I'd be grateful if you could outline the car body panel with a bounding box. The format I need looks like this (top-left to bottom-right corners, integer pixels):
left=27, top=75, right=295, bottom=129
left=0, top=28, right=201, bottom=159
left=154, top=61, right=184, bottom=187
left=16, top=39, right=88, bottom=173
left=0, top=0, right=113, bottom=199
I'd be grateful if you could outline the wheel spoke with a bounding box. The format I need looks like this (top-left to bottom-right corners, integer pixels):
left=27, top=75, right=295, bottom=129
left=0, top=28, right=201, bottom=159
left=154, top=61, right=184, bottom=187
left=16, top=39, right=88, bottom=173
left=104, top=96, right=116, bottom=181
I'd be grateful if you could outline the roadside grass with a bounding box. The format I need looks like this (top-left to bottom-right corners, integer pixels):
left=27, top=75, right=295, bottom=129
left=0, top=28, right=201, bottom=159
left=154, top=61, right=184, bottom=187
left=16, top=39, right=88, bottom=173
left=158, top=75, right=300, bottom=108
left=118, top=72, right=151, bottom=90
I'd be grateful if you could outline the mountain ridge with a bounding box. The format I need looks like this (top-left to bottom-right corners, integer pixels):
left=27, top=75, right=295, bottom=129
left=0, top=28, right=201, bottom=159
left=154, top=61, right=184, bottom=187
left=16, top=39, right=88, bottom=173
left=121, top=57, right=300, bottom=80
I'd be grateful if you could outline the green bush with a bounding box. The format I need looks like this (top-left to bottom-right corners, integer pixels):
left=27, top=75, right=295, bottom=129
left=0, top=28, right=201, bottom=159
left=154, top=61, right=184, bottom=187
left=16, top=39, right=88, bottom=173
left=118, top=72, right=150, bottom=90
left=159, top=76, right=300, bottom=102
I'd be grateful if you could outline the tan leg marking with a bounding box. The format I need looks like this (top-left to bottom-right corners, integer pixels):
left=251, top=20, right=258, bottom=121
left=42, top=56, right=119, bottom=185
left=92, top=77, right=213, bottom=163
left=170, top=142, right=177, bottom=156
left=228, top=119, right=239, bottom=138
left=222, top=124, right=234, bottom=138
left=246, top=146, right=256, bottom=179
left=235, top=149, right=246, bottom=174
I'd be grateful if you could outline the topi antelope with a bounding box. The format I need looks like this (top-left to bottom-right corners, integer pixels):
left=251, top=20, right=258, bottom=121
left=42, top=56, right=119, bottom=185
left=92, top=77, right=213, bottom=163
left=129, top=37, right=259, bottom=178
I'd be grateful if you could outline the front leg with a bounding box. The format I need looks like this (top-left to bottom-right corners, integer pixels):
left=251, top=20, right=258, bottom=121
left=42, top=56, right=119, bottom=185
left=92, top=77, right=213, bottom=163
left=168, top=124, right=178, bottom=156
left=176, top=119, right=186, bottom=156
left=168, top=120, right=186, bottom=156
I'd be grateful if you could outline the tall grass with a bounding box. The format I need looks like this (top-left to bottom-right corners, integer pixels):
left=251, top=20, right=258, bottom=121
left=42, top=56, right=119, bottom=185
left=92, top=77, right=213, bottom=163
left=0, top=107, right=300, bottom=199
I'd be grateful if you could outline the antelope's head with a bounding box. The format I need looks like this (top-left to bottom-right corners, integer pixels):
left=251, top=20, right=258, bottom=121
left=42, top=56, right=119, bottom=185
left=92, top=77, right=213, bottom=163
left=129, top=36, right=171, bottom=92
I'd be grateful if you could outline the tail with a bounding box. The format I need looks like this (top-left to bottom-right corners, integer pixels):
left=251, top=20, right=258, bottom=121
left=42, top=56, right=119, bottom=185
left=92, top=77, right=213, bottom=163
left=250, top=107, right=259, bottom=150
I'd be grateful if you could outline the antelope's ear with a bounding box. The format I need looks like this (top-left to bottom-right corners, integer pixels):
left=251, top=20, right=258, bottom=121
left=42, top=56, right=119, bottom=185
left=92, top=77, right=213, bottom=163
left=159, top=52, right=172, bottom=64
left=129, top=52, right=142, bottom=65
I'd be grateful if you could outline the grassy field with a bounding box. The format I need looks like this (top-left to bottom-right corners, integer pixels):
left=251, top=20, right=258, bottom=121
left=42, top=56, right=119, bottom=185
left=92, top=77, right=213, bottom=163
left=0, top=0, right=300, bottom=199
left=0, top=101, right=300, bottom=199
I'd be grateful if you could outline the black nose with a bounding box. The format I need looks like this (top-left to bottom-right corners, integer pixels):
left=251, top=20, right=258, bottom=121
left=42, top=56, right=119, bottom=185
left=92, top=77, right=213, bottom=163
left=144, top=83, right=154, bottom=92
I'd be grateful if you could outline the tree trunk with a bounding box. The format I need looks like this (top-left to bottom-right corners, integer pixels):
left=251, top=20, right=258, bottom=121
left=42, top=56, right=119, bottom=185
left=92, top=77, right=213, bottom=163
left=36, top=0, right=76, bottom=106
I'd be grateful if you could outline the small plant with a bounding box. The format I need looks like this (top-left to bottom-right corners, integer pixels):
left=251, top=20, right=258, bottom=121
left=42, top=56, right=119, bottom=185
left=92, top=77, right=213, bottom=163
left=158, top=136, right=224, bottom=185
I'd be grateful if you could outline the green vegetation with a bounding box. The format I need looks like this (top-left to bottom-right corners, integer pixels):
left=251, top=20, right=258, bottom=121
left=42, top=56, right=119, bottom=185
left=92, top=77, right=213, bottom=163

= = = =

* [TASK DESCRIPTION]
Show every line from the rows above that contains the word "green".

* [EXERCISE RESPONSE]
I'd be grateful if you could outline the green bush with a bounding box. The format I need looks like this (top-left to bottom-right corners, integer pixels):
I'd be grateful if you could outline the green vegetation with a bounding box. The format I need looks like this (top-left to bottom-right corners, integer pixels):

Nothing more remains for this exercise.